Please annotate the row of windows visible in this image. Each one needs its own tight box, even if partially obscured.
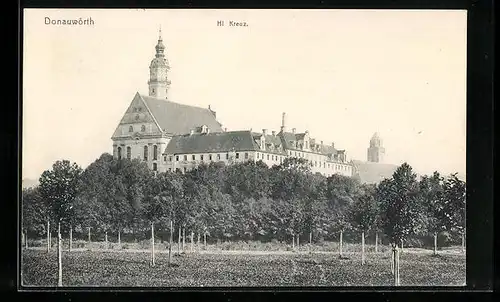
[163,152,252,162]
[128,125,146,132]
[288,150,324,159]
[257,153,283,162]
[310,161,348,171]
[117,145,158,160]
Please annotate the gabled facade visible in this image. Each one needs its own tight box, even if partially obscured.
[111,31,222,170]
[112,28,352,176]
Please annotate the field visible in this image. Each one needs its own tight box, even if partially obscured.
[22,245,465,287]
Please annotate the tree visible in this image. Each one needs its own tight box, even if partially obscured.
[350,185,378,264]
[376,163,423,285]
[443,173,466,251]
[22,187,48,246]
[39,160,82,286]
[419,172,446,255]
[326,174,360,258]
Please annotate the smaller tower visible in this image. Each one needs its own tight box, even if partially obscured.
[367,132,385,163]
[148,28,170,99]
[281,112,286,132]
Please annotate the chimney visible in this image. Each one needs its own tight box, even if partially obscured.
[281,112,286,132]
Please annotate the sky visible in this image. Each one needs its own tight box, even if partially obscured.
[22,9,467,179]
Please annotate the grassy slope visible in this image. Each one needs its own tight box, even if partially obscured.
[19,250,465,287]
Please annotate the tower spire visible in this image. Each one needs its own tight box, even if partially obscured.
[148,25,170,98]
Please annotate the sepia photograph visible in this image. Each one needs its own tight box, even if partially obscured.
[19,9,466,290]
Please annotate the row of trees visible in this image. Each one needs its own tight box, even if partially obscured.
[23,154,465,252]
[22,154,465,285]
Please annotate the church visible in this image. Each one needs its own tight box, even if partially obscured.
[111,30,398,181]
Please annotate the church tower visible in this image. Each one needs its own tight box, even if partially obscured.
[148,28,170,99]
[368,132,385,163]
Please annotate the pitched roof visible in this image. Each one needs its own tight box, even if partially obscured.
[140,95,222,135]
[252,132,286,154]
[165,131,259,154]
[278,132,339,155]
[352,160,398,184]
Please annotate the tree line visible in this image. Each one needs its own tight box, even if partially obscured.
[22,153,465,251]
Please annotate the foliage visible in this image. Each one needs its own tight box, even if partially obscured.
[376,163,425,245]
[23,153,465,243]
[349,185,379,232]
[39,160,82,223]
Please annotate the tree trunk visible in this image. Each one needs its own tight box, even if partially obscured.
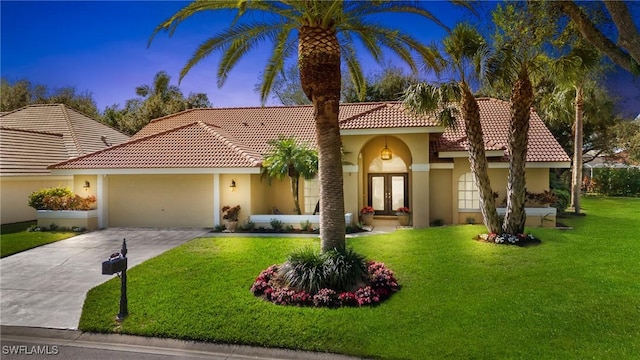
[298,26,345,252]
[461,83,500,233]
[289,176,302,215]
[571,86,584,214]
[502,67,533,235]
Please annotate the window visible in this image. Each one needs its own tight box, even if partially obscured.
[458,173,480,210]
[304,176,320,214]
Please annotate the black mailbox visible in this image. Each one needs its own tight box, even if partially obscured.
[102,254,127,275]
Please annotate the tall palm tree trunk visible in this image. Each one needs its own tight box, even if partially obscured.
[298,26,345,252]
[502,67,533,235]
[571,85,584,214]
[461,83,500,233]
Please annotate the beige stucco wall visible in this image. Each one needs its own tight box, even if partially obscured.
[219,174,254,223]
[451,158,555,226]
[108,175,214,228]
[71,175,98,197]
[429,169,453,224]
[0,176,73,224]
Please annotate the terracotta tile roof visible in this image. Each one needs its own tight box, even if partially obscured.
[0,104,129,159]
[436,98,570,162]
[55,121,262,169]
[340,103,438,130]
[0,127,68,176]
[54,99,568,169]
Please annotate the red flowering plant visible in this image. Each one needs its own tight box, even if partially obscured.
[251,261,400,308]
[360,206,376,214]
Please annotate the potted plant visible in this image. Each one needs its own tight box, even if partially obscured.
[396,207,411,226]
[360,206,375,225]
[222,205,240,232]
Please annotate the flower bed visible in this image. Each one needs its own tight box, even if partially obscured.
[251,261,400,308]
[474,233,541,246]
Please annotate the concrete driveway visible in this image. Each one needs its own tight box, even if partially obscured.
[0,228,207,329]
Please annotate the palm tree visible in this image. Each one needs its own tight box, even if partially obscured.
======
§ **Task description**:
Reproduce every line of the records above word for word, leaving out the pictures.

§ **Answer in full**:
Please annotate the row of windows visible in this image. Each one needs its own tight box, even if partially obscured.
[163,152,252,162]
[128,125,146,132]
[288,150,324,159]
[257,153,283,162]
[310,161,348,171]
[117,145,158,160]
Please annotate the gabled facade visible in this image. Each one needs its own tight box, even if partially obscured.
[111,31,222,170]
[112,28,352,176]
Please annotate the field visible in this image. Each one needs its own tight box, even if partially obscured.
[22,245,465,287]
Please annotate the tree visible in this image. Each one needs its own tight box, even if partially obscured.
[350,185,378,264]
[376,163,423,285]
[443,173,466,251]
[22,187,48,246]
[39,160,82,286]
[419,172,446,255]
[326,174,360,258]
Please annotate the smaller tower visible in this image. Each one needs its own tight box, even if partially obscured.
[367,132,385,163]
[148,28,170,99]
[281,112,286,132]
Please annotate the chimney visible in this image. Each one needs its own tight box, even if partially obscured.
[281,112,286,132]
Please annotate the sky visible in this image. Each one needs its own tight box, even if partially obscured.
[22,9,467,179]
Please annotate the grassy slope visible in this image. Each one needs its own tight box, even if partially obscured.
[19,250,465,287]
Please annotate the tower spire visible in this image. Each one needs its own tight box, even if partially obscured.
[148,25,170,98]
Please annotate the sepia photograph visible in this image. Each one needs its own tight box, even if partially obscured.
[19,9,466,290]
Please annotate the row of trees visible in this image. Each one needs its own tight box, even if partially obscured.
[23,154,465,252]
[22,154,465,285]
Please annotate the church visible in this image. Each one needs its own tight box, even if partially obscured.
[111,30,398,181]
Please annotate the church tower visible in this image. Each one needs its own tight box, even if partially obscured.
[148,28,170,99]
[368,132,385,163]
Please annotate the pitched roof visible in this image. Each one needs its own tight box, even if partially obscured.
[140,95,222,135]
[252,132,286,154]
[165,131,259,154]
[278,132,339,155]
[352,160,398,184]
Please annotate the tree line visible in this image. Each one needs its own tight box, even if partially obscured.
[22,153,465,251]
Please annotate the foliage visible in this image. Each one needs its own tight box, even if partially obscured.
[376,163,425,245]
[23,153,465,243]
[349,185,379,232]
[39,160,82,223]
Please annotate the tree trunk visible in this image. Each one needs its own tight box, even if partially obscured.
[298,26,345,252]
[461,83,500,233]
[289,176,302,215]
[571,86,584,214]
[502,67,533,235]
Please annotate the window visible in this image. Each one needs its own tight box, even if partially obscured.
[458,173,480,210]
[304,176,320,214]
Please annotate the black mailbox visible in this image. Each one needs its own tight box, even if partially obscured.
[102,254,127,275]
Please annotate the tall palm tree trunk visible in this image. Each one needs its own tight box, even if partially obscured.
[298,26,345,252]
[502,67,533,235]
[571,85,584,214]
[461,83,500,233]
Please annotate the beige stucco wall visible in this image. Each one needs its own tight box, even if partially obscured.
[219,174,254,223]
[451,158,555,226]
[108,175,214,228]
[71,175,98,197]
[429,169,453,224]
[0,176,73,224]
Please annotate the terracotta tile roof visible in this image. Each one needs its own tight box, even if partially obscured.
[0,104,129,159]
[436,98,570,162]
[55,121,262,169]
[340,103,438,130]
[0,127,68,176]
[54,99,568,169]
Please annotate the red flowering plant visible in this image. Each one needs its own tight box, even if partially obscured.
[251,261,400,308]
[360,206,376,214]
Please annotate the potted plant visible in this image. Each one needs its own tight box, even if partially obscured.
[396,207,411,226]
[360,206,375,225]
[222,205,240,232]
Please annotate the flower bed visible in this image. Each one needs its own tight box, even if partially obscured.
[251,261,400,308]
[474,233,541,246]
Please annotate the concrete driveway visible in this image. Each one needs its own tight box, even if partially obscured.
[0,228,207,329]
Please annotate the palm tree visible in this image. Each one needs its own tight box, even if partially obscured.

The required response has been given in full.